◆ QUESTIONS ◆
A - Copy the stretch of the forum post on punching and the fist reflex from "The late Allen" through "about HIV transmission." word for word.
B - Write what follows the end of the forum post on punching and the fist reflex, picking up right after its last sentence.

◆ PROVIDED PASSAGE ◆
________________________________________

Postby Van Canna » Sat Aug 30, 2014 9:40 pm

No question punches do work...you get more reach as well. The guy in the video is a trained boxer...I have seen that discussion on line before...besides he is a lucky one for not having been run over by the mob and stomped to death.

What we still don't know is if he cut his hands with all those punches. The Last thing you want to do in a fight.

The late Allen Moulton...did just that in punching someone cutting his knuckles on the punk's teeth....infection set into his knuckles and tendons...his arm swelled up like a balloon...when he finally rushed to the hospital, he was told, an hour or two late he would have died from sepsis…http://en.wikipedia.org/wiki/Sepsis

These days, in addition to the danger of sepsis, you need worry about HIV transmission.

It takes very serious work to deprogram the natural instinct to clench a fist and strike with the knuckles…and our programming to use fist strikes may have other consequences if you also include a firearm in your continuum.

See this… The Fist Reflex

An involuntary discharge experiment conducted by International Defensive Tactics and Research Foundation (I.D.T.) between December 1991 and September 1993 showed that being trained to use your fists may lead to having an involuntary discharge.


Phil Messina, President of Modern Warrior Defensive Tactics Institute states, "The fist reflex is a response which occurs when an individual psychologically associates making a fist with high stress confrontational situations".


All experiment participants were police officers, male and female with an average time in service of three and one half years. No Modern Warrior students were permitted to participate. One group struck heavy bags at a minimum of 800 strikes with their fists, the second group struck heavy bags at a minimum of 800 strikes with open hands and the third group just did the final stress simulation.

The final simulation consisted of having an officer enter a smoke filled room, where the smoke has an odor and taste, strobe lights are on, the terrain is obstructed and wind is created by the use of high speed fans. All senses are overloaded. Suddenly gunshots go off (on tape) and a figure comes running at the officer waving hands and screaming. The figure runs into the officer unless the officer moves away.

________________________________________

Saved data entries:

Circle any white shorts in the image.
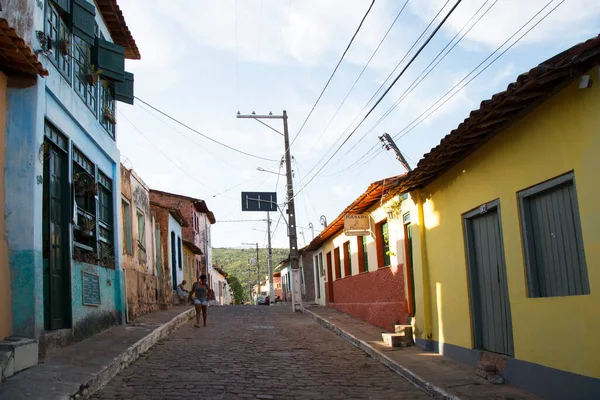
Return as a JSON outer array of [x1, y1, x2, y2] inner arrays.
[[194, 299, 208, 306]]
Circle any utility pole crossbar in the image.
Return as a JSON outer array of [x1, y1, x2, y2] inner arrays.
[[237, 110, 302, 312]]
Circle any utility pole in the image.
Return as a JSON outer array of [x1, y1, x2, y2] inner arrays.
[[242, 242, 260, 300], [379, 133, 412, 172], [267, 211, 275, 302], [237, 110, 302, 312]]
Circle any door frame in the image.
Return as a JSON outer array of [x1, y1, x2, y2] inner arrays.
[[462, 199, 514, 357], [325, 251, 335, 303], [42, 138, 74, 331]]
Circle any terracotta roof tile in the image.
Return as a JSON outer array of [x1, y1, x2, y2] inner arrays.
[[0, 18, 48, 76], [96, 0, 141, 60]]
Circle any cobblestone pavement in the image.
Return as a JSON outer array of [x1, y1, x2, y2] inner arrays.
[[93, 306, 430, 399]]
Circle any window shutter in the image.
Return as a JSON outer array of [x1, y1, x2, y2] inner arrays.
[[115, 72, 133, 104], [52, 0, 71, 14], [92, 38, 125, 82], [71, 0, 96, 46]]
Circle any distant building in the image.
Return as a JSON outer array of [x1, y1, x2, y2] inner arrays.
[[120, 164, 159, 320]]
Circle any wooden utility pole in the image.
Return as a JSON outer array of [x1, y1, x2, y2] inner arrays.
[[237, 110, 302, 312], [379, 133, 412, 172], [267, 211, 275, 303]]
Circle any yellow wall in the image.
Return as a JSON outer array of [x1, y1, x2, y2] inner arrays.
[[413, 68, 600, 378], [0, 72, 12, 339]]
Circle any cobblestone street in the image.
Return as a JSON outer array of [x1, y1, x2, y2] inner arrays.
[[93, 306, 429, 399]]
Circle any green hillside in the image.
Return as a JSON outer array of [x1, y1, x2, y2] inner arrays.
[[212, 248, 290, 297]]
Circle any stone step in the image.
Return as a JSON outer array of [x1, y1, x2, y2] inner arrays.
[[381, 332, 413, 347], [477, 361, 496, 372], [0, 337, 39, 373], [0, 350, 15, 382]]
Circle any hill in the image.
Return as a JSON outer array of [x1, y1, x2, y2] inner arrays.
[[212, 247, 290, 296]]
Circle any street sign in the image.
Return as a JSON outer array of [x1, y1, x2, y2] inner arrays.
[[242, 192, 277, 211]]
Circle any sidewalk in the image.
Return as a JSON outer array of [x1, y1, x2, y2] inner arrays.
[[303, 303, 536, 400], [0, 306, 195, 400]]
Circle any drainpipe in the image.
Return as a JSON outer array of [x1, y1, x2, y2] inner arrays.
[[417, 192, 433, 339]]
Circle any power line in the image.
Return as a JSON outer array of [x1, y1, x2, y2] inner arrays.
[[352, 0, 565, 172], [296, 0, 450, 186], [290, 0, 375, 147], [394, 0, 565, 144], [296, 0, 462, 196], [117, 110, 217, 193], [308, 0, 410, 159], [136, 104, 239, 170], [345, 0, 498, 163], [134, 96, 277, 161]]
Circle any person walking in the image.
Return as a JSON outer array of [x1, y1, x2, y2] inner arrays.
[[189, 274, 212, 328]]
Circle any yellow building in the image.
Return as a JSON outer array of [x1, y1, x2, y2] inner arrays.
[[390, 36, 600, 398]]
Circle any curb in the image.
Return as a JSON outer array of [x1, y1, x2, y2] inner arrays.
[[302, 307, 460, 400], [69, 308, 195, 399]]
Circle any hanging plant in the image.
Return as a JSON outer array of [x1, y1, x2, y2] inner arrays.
[[98, 243, 115, 268], [79, 218, 96, 238], [86, 64, 102, 86], [58, 39, 71, 56], [102, 107, 117, 125], [74, 172, 98, 197]]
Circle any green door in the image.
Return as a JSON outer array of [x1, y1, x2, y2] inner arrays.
[[404, 223, 417, 316], [43, 143, 71, 330]]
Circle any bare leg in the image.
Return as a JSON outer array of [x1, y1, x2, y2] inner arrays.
[[194, 304, 206, 328], [198, 306, 208, 326]]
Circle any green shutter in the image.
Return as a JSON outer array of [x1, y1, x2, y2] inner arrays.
[[92, 38, 125, 82], [52, 0, 71, 14], [115, 72, 133, 104], [71, 0, 96, 46]]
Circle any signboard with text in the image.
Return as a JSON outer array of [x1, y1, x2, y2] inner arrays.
[[344, 214, 369, 236], [242, 192, 277, 211]]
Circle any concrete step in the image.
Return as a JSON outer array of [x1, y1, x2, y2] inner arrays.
[[381, 332, 413, 347], [0, 350, 15, 382], [0, 336, 39, 373]]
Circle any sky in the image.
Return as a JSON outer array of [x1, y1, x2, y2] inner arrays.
[[117, 0, 600, 248]]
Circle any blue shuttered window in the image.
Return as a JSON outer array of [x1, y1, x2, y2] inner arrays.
[[519, 172, 590, 297]]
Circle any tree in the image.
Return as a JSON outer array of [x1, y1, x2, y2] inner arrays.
[[229, 276, 244, 304]]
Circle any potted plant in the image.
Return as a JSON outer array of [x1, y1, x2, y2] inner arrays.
[[98, 243, 115, 268], [58, 39, 71, 56], [86, 64, 102, 86], [102, 106, 117, 125], [79, 217, 96, 238], [74, 172, 98, 197]]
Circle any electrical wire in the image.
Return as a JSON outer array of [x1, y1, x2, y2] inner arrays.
[[394, 0, 565, 140], [286, 0, 375, 147], [296, 0, 450, 186], [117, 110, 217, 193], [134, 96, 277, 161], [308, 0, 410, 159], [136, 104, 239, 170], [358, 0, 565, 170], [295, 0, 462, 196]]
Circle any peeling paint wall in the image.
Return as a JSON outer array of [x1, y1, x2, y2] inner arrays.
[[0, 72, 12, 339], [0, 0, 124, 338], [121, 165, 159, 320]]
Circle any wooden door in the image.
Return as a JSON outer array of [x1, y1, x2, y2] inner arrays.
[[465, 201, 513, 355], [326, 252, 334, 303], [42, 142, 71, 330]]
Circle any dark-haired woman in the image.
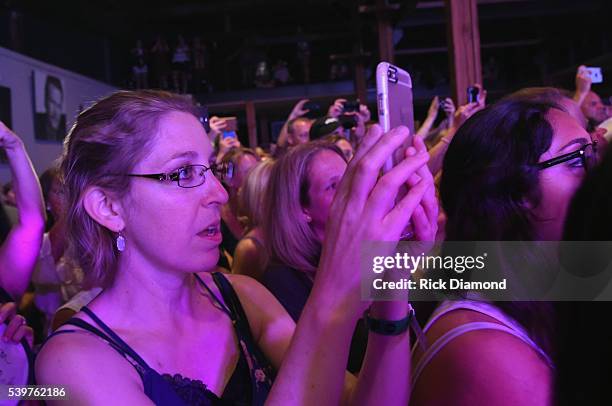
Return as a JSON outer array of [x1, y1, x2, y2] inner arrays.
[[411, 97, 595, 405]]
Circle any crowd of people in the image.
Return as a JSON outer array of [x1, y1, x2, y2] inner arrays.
[[0, 61, 612, 405]]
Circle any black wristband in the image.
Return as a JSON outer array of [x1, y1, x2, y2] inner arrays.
[[363, 306, 414, 336]]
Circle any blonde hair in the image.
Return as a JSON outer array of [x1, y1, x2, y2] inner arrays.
[[61, 90, 197, 287], [262, 141, 346, 272], [238, 160, 274, 230]]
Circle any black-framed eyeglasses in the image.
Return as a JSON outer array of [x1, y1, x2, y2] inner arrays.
[[538, 140, 597, 171], [125, 162, 234, 189]]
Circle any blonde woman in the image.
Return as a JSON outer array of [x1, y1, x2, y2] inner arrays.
[[36, 91, 435, 405], [232, 160, 274, 280]]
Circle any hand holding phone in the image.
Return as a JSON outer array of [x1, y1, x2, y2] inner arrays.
[[586, 66, 603, 83], [468, 86, 480, 103], [376, 62, 414, 172]]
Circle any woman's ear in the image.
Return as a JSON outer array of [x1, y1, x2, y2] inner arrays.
[[302, 208, 312, 223], [83, 186, 125, 233]]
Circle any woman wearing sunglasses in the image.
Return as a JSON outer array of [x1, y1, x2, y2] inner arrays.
[[411, 96, 596, 405]]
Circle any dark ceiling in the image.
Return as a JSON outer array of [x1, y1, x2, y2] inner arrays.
[[0, 0, 612, 91]]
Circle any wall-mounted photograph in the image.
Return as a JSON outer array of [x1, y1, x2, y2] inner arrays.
[[34, 71, 66, 141]]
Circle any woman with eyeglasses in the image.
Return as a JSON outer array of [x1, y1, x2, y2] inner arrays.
[[36, 91, 436, 405], [411, 95, 596, 405]]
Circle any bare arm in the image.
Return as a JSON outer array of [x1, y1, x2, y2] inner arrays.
[[416, 96, 440, 138], [0, 122, 45, 298], [268, 126, 433, 405]]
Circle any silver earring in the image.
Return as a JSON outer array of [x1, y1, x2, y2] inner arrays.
[[115, 232, 125, 252]]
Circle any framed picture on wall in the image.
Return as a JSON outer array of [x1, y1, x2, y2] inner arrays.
[[33, 70, 66, 141], [0, 86, 13, 163]]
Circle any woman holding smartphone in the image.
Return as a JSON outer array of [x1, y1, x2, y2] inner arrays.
[[36, 91, 436, 405]]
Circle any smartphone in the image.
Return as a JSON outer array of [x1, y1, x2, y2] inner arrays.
[[196, 106, 210, 134], [468, 86, 480, 103], [376, 62, 414, 172], [342, 100, 359, 113], [587, 66, 603, 83]]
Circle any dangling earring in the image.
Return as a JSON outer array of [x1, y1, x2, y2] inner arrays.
[[115, 231, 125, 252]]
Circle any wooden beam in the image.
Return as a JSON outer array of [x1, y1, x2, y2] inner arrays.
[[445, 0, 482, 105], [376, 0, 395, 63], [245, 101, 257, 148]]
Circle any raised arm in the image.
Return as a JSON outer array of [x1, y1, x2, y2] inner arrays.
[[0, 122, 45, 299], [268, 126, 433, 405]]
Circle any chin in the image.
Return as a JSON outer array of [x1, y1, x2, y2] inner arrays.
[[197, 249, 221, 272]]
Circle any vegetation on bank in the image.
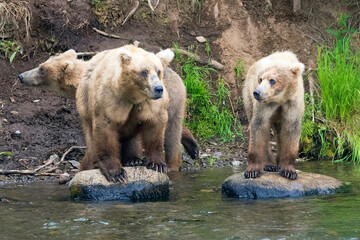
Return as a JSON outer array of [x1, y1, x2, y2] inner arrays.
[[301, 15, 360, 163], [175, 44, 243, 142]]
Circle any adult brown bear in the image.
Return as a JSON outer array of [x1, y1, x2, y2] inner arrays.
[[19, 50, 199, 174]]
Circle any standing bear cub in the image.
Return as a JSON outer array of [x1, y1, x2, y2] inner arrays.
[[243, 51, 304, 180], [76, 45, 174, 181]]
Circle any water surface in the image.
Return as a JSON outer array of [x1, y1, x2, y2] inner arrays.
[[0, 162, 360, 240]]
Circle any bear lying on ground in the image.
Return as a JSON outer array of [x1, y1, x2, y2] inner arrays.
[[243, 51, 304, 180], [19, 50, 199, 170]]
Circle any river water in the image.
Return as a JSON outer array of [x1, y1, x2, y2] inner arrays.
[[0, 162, 360, 240]]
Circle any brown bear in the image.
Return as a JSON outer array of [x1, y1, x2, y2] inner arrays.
[[243, 51, 304, 180], [76, 45, 174, 182], [19, 50, 199, 170]]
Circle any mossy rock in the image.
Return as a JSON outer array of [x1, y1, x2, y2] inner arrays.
[[69, 167, 169, 201], [222, 171, 344, 198]]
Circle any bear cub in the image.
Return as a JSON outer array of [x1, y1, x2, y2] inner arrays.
[[243, 51, 304, 180]]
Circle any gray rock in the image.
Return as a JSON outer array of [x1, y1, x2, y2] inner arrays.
[[68, 160, 80, 169], [222, 171, 344, 198], [59, 172, 70, 184], [70, 167, 169, 201]]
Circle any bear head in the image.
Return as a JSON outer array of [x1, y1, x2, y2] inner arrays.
[[119, 45, 174, 102], [253, 62, 304, 103], [18, 49, 83, 98]]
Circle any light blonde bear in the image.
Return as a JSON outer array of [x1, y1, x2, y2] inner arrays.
[[243, 51, 304, 180]]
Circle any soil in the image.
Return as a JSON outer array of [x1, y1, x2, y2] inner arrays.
[[0, 0, 358, 182]]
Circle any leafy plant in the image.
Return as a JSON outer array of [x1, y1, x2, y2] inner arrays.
[[0, 40, 23, 63], [317, 15, 360, 163], [0, 152, 13, 157], [174, 44, 243, 142]]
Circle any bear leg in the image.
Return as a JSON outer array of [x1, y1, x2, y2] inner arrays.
[[244, 114, 270, 178], [93, 119, 127, 182], [80, 120, 94, 171], [164, 118, 182, 171], [180, 126, 199, 159], [277, 115, 301, 180], [141, 122, 167, 173], [121, 136, 144, 167]]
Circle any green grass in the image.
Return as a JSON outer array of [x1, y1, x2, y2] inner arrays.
[[0, 40, 23, 63], [175, 44, 243, 142], [316, 15, 360, 163]]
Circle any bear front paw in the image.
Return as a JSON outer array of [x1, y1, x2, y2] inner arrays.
[[124, 158, 144, 167], [264, 165, 279, 172], [146, 162, 167, 173], [244, 170, 261, 178], [100, 167, 127, 182], [280, 170, 297, 180]]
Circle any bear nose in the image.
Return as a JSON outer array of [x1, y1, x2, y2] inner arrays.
[[253, 90, 261, 100], [154, 86, 164, 98], [18, 74, 24, 83]]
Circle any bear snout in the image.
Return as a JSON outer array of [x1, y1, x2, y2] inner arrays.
[[154, 86, 164, 99], [253, 90, 261, 101], [18, 74, 24, 83]]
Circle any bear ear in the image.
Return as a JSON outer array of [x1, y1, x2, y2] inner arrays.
[[156, 49, 174, 68], [119, 49, 131, 64], [64, 49, 77, 58], [63, 60, 74, 72], [290, 63, 305, 76]]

________________________________________

◆ OUTPUTS IN ORDER ◆
A -
The late Allen Moulton...did just that in punching someone cutting his knuckles on the punk's teeth....infection set into his knuckles and tendons...his arm swelled up like a balloon...when he finally rushed to the hospital, he was told, an hour or two late he would have died from sepsis…http://en.wikipedia.org/wiki/Sepsis

These days, in addition to the danger of sepsis, you need worry about HIV transmission.

B -
This scenarios purpose is to stress out the officer enough to cause an involuntary discharge of the officer's firearm.

Each group had 50 participants. From the fist group there were 18 involuntary discharges. Nine of those officers had their finger off trigger prior to discharge. From the non-fist group there were 3 involuntary discharges, with 2 finger off trigger prior to discharge. From the control group 1 finger off trigger prior to discharge.


"Post Experiment interviews strongly indicated that a high percentage of participants who had involuntary discharges had studied martial arts emphasizing fisted strikes. Boxers were foremost in this category," said Messina.


Based partially on these experiments Modern Warrior DT Institute has taken all fisted strikes out of their Police Defensive Tactics curriculum and replaced them with palm strikes and other open handed alternatives when counter striking becomes necessary.

Conclusion

Using fisted strikes as the primary hand technique of police defensive tactics training is a perfect example of how sport martial arts influence police training. Many DT Instructors have a boxing or karate background, they teach what they like to do. Defensive tactics has to be based on what law enforcement officers will encounter in the field, not what an instructor encountered in the ring. The primary strike should make sense for police work. The primary hand technique for law enforcement should be the palm strike.